Estratto del documento >>
In certe scelte coraggiose e nei soprannomi appena citati c’è appena uno spicchio di quella personalità complessa, sfaccettata, la cui profonda vocazione umanistica è avvertita ancora oggi con forza dai brasiliani, in particolare da quegli strati più popolari del tifo, che hanno reso unica nel suo genere la “torcida” del Corinthians di San Paolo. Lodevole, quindi, da parte del cineasta Mimmo Calopresti e del giornalista Marco Mathieu, il tentativo di condensare in un documentario di circa 40 minuti una parabola esistenziale così ricca e generosa, anche se la visione del film, a dirla tutta, può lasciare non del tutto soddisfatti proprio per il desiderio di vedere e saperne di più su un simile personaggio.

Esercizi da svolgere >>
1. Nell'estratto sul documentario, modifica tutto il testo che va da "In certe scelte" fino a "un simile personaggio.", mettendo "filmato" al posto di "documentario".
2. Stando all'estratto sul documentario, per quale motivo la visione del film può lasciare non del tutto soddisfatti?

Dati forniti >>
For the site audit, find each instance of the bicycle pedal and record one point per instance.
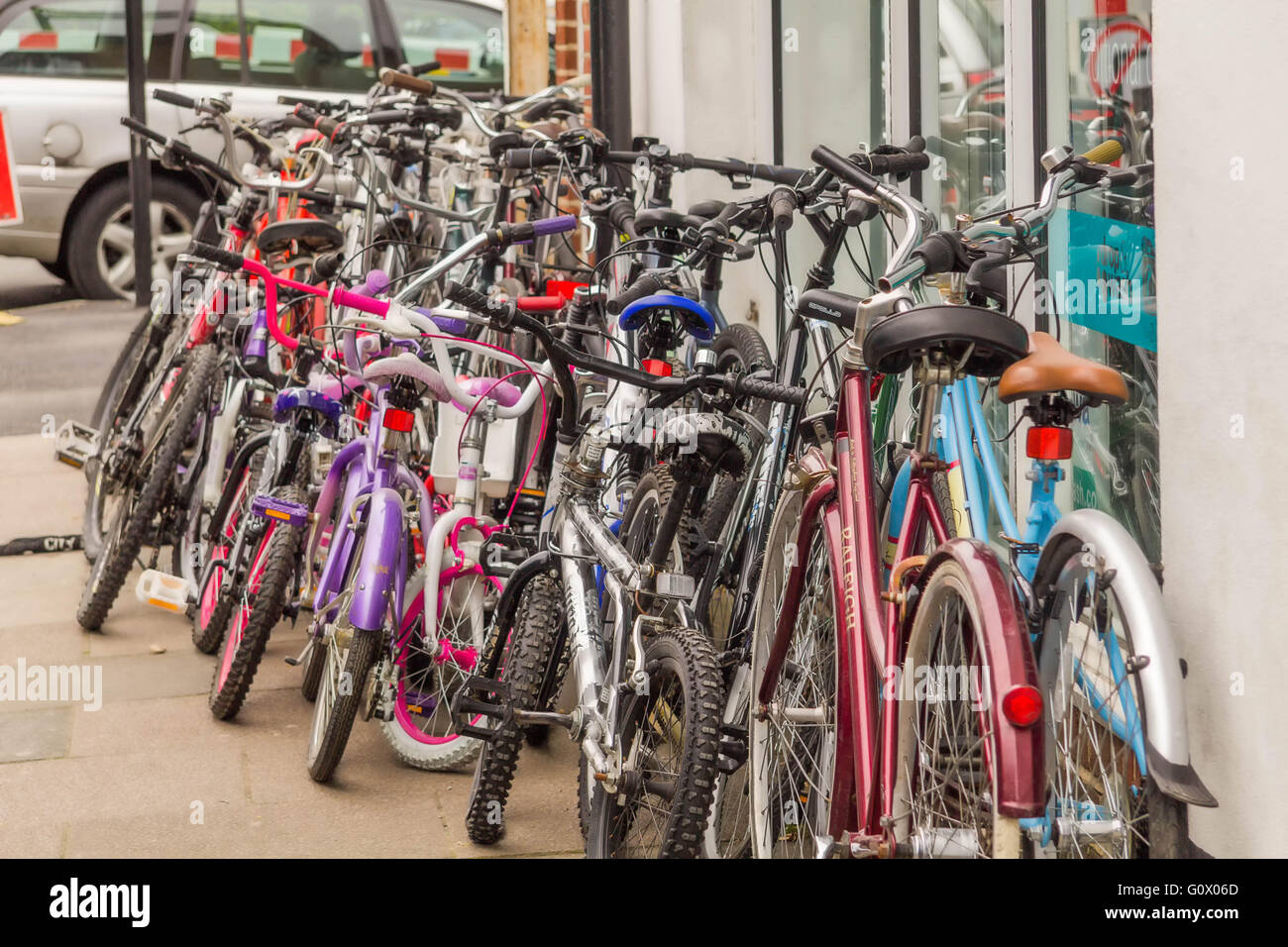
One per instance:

Risposte scritte >>
1.
In certe scelte coraggiose e nei soprannomi appena citati c’è appena uno spicchio di quella personalità complessa, sfaccettata, la cui profonda vocazione umanistica è avvertita ancora oggi con forza dai brasiliani, in particolare da quegli strati più popolari del tifo, che hanno reso unica nel suo genere la “torcida” del Corinthians di San Paolo. Lodevole, quindi, da parte del cineasta Mimmo Calopresti e del giornalista Marco Mathieu, il tentativo di condensare in un filmato di circa 40 minuti una parabola esistenziale così ricca e generosa, anche se la visione del film, a dirla tutta, può lasciare non del tutto soddisfatti proprio per il desiderio di vedere e saperne di più su un simile personaggio.

2. Perché lascia il desiderio di vedere e saperne di più su un simile personaggio.